** Supplied text follows **

What happened in Manchester? Timeline of the Ariana Grande concert attack
On Monday night, an explosive device went off at the end of an Ariana Grande concert in Manchester, England. So far, 22 people have been confirmed dead and 59 more are injured. Here's a timeline of the events so far. All times are Eastern.
5:54 p.m. Monday, May 22
Manchester police tweeted it was responding to "reports of an incident" at Manchester Arena, where Grande was performing, and urged pedestrians to stay away from the area.
Manchester police confirmed there had been a "serious incident" at the arena, and that emergency vehicles were responding.
Around 6:30 p.m.
Eyewitness reports detailing multiple explosions began rolling in. One woman whom the Press Association reported lives across from Manchester Arena told the news agency she "just heard a huge bang from my bed, came out to the front of my apartments (we're on the top floor so have perfect view) and everyone was running away in big crowds. The bang was so big I heard it from my room which is at the back of the apartment blocks. Currently lots of emergency services going to and from. But can't see anything substantial as of yet except fleeing people and lots of cars," the Guardian reported.
On social media, concertgoers and eyewitnesses posted photos and videos of the aftermath.
Manchester police issued a statement confirming fatalities and injuries.
Police said the explosions were being treated as possible terror attacks, the Guardian reported.
Manchester police announced 19 people died and "around 50 others" were injured. They also said the incident was being treated as terrorism.
Officials began to weigh in on the tragedy.
"My heart goes out to families who have lost loved ones, my admiration to our brave emergency services. A terrible night for our great city," Manchester Mayor Andy Burnham tweeted.
"All our thoughts are with the victims and the families of those who have been affected," British Prime Minister Teresa May said in a statement.
Campaigning for June's snap parliamentary elections was suspended.
The U.S. Department of Homeland Security said it was "closely monitoring" the situation in Manchester and "working with our foreign counterparts to obtain additional information about the cause of the reported explosion." Further, it said the U.S. public "may experience increased security in and around public places and events."
The number of reported injuries rose to 59.
Grande responded to the attack on Twitter.
May 23, 2:59 a.m.
The number of reported deaths rose to 22, the Guardian reported.
Manchester's top ranking police officer, Ian Hopkins, said in a statement that the lone attacker died in the explosion. He was carrying an improved explosive device, Hopkins said. Children were among those who died, he also said.

** End of Supplied text **
** Recorded information follows **

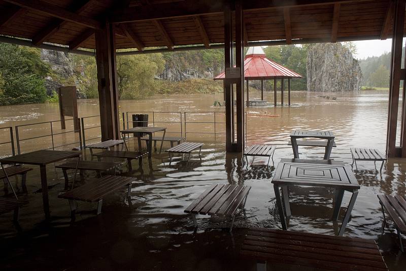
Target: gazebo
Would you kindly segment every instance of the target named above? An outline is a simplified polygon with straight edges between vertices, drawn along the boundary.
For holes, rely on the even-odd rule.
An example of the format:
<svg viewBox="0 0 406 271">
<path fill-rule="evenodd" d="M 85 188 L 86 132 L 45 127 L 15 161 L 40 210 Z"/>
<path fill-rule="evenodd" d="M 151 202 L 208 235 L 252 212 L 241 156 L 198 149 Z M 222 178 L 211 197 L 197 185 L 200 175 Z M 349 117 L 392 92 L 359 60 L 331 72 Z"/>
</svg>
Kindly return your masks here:
<svg viewBox="0 0 406 271">
<path fill-rule="evenodd" d="M 215 80 L 223 80 L 223 72 L 214 78 Z M 281 79 L 281 105 L 283 106 L 284 80 L 288 79 L 288 101 L 290 105 L 290 79 L 300 78 L 301 76 L 266 58 L 261 46 L 248 48 L 244 58 L 244 79 L 247 81 L 247 106 L 249 106 L 249 80 L 261 80 L 261 100 L 263 100 L 263 80 L 274 79 L 274 103 L 277 105 L 276 83 Z"/>
</svg>

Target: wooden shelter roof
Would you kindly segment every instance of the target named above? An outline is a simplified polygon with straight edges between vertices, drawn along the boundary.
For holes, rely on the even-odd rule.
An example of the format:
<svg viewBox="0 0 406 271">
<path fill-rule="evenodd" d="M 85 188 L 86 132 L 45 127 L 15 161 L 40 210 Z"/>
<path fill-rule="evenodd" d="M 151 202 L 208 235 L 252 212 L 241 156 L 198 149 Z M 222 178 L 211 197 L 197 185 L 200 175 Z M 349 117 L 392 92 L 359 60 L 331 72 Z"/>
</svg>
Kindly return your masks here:
<svg viewBox="0 0 406 271">
<path fill-rule="evenodd" d="M 0 35 L 94 49 L 94 29 L 116 24 L 118 49 L 224 42 L 226 0 L 0 0 Z M 250 0 L 243 4 L 245 42 L 303 43 L 385 39 L 389 0 Z"/>
<path fill-rule="evenodd" d="M 249 47 L 244 58 L 244 79 L 299 78 L 301 76 L 266 58 L 260 47 Z M 214 78 L 224 80 L 224 72 Z"/>
</svg>

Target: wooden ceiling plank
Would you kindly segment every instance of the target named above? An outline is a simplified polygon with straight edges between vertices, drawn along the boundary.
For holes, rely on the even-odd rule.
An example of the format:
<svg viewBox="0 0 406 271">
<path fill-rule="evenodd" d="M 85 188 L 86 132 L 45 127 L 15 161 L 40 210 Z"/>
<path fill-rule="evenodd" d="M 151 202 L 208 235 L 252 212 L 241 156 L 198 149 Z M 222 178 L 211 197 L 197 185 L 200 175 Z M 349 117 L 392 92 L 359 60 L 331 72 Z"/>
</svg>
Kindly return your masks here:
<svg viewBox="0 0 406 271">
<path fill-rule="evenodd" d="M 88 28 L 69 43 L 69 50 L 75 50 L 80 47 L 81 44 L 89 39 L 93 34 L 94 29 Z"/>
<path fill-rule="evenodd" d="M 340 21 L 340 11 L 341 8 L 341 4 L 337 3 L 334 4 L 333 22 L 331 25 L 331 42 L 337 42 L 337 35 L 339 32 L 339 22 Z"/>
<path fill-rule="evenodd" d="M 283 8 L 283 17 L 285 20 L 285 36 L 287 44 L 292 44 L 292 26 L 290 23 L 290 14 L 289 8 Z"/>
<path fill-rule="evenodd" d="M 144 51 L 145 48 L 144 44 L 140 39 L 138 36 L 137 36 L 127 25 L 122 23 L 120 24 L 119 28 L 125 34 L 126 38 L 129 39 L 131 42 L 134 44 L 139 51 Z"/>
<path fill-rule="evenodd" d="M 91 18 L 79 15 L 57 6 L 40 0 L 4 0 L 5 2 L 35 10 L 48 16 L 72 22 L 88 27 L 101 29 L 100 22 Z"/>
<path fill-rule="evenodd" d="M 91 4 L 92 2 L 94 0 L 86 0 L 85 1 L 75 1 L 74 7 L 72 7 L 71 9 L 73 12 L 75 12 L 78 15 L 80 14 L 86 10 Z M 45 42 L 49 37 L 54 35 L 57 31 L 58 31 L 61 27 L 62 27 L 67 22 L 64 20 L 61 19 L 55 19 L 54 21 L 50 23 L 46 27 L 42 29 L 40 32 L 36 34 L 32 37 L 31 40 L 32 44 L 38 46 L 41 43 Z"/>
<path fill-rule="evenodd" d="M 389 30 L 390 30 L 391 24 L 392 24 L 392 14 L 393 12 L 393 2 L 390 1 L 389 5 L 386 10 L 386 14 L 384 20 L 384 24 L 382 26 L 382 29 L 381 30 L 381 39 L 386 40 L 388 38 L 388 36 L 389 34 Z"/>
<path fill-rule="evenodd" d="M 162 40 L 163 40 L 165 44 L 166 45 L 166 47 L 167 47 L 168 49 L 173 50 L 175 45 L 172 40 L 171 39 L 171 37 L 169 36 L 169 35 L 167 33 L 167 32 L 165 30 L 165 27 L 163 27 L 162 22 L 159 20 L 153 20 L 152 22 L 157 29 L 158 29 L 158 32 L 159 33 L 159 35 L 161 35 Z"/>
<path fill-rule="evenodd" d="M 194 23 L 196 24 L 196 26 L 199 30 L 200 36 L 201 37 L 201 40 L 205 47 L 207 48 L 210 47 L 210 40 L 209 39 L 209 36 L 206 32 L 205 25 L 203 24 L 203 22 L 201 21 L 201 19 L 200 16 L 194 16 L 193 17 Z"/>
</svg>

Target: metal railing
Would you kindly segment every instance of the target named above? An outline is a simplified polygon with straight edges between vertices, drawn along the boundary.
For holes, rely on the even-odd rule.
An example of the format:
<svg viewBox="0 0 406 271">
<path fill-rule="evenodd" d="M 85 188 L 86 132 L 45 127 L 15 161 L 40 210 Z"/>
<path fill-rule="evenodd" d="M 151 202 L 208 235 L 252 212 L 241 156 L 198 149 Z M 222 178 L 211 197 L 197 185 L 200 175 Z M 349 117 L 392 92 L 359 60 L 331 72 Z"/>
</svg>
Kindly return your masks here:
<svg viewBox="0 0 406 271">
<path fill-rule="evenodd" d="M 73 121 L 74 119 L 69 119 L 65 120 L 65 121 L 72 120 Z M 16 142 L 17 143 L 17 151 L 18 154 L 20 154 L 21 153 L 21 143 L 22 142 L 26 141 L 27 140 L 32 140 L 33 139 L 43 139 L 45 138 L 51 138 L 51 143 L 52 144 L 52 147 L 49 148 L 46 148 L 45 149 L 42 148 L 41 149 L 45 149 L 45 150 L 49 150 L 52 149 L 52 150 L 55 150 L 57 148 L 61 148 L 62 147 L 66 147 L 67 146 L 72 145 L 74 144 L 79 144 L 79 146 L 82 146 L 82 136 L 80 133 L 80 131 L 75 131 L 75 130 L 71 130 L 71 131 L 62 131 L 59 132 L 54 132 L 54 125 L 53 123 L 55 122 L 60 122 L 60 120 L 54 120 L 51 121 L 44 121 L 43 122 L 38 122 L 36 123 L 31 123 L 29 124 L 23 124 L 21 125 L 17 125 L 15 126 L 15 133 L 16 133 Z M 27 126 L 32 126 L 34 125 L 47 125 L 49 124 L 49 128 L 45 128 L 46 129 L 49 129 L 50 130 L 50 133 L 48 133 L 45 135 L 42 136 L 38 136 L 37 137 L 32 137 L 30 138 L 26 138 L 24 139 L 21 138 L 21 134 L 20 133 L 21 132 L 21 129 L 22 127 L 27 127 Z M 32 128 L 29 129 L 29 130 L 32 129 Z M 28 130 L 28 129 L 27 129 Z M 25 130 L 23 131 L 24 132 L 26 131 Z M 68 133 L 72 133 L 74 134 L 74 138 L 75 137 L 74 136 L 75 133 L 76 132 L 79 132 L 79 141 L 74 141 L 73 142 L 69 143 L 67 144 L 63 144 L 63 145 L 55 146 L 55 137 L 56 136 L 58 135 L 62 135 L 62 134 L 66 134 Z"/>
<path fill-rule="evenodd" d="M 10 148 L 11 149 L 11 154 L 13 155 L 15 155 L 16 154 L 15 148 L 14 148 L 14 133 L 13 132 L 13 127 L 11 126 L 9 127 L 3 127 L 0 128 L 0 130 L 7 131 L 8 130 L 8 133 L 10 135 L 10 141 L 6 141 L 4 142 L 0 142 L 0 146 L 2 145 L 7 145 L 10 144 Z"/>
</svg>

** End of Recorded information **

* [What to work on]:
**a)** Answer these questions about the Manchester timeline:
(i) At what time and on what date did Manchester police first tweet that they were responding to reports of an incident?
(ii) Which official, identified as Manchester's mayor, tweeted that it was "A terrible night for our great city"?
(iii) In the timeline's last update, to what number did the reported deaths rise?
**b)** In the Manchester timeline, swap "concertgoers" for "fans" and give the stretch from "Around 6:30 p.m." through "of the aftermath.".
The entries are separate material and have no connection to the timeline.

* [Solutions to each task]:
**a)**
(i) 5:54 p.m. Monday, May 22 (Eastern time)
(ii) Andy Burnham
(iii) 22

**b)**
Around 6:30 p.m.
Eyewitness reports detailing multiple explosions began rolling in. One woman whom the Press Association reported lives across from Manchester Arena told the news agency she "just heard a huge bang from my bed, came out to the front of my apartments (we're on the top floor so have perfect view) and everyone was running away in big crowds. The bang was so big I heard it from my room which is at the back of the apartment blocks. Currently lots of emergency services going to and from. But can't see anything substantial as of yet except fleeing people and lots of cars," the Guardian reported.
On social media, fans and eyewitnesses posted photos and videos of the aftermath.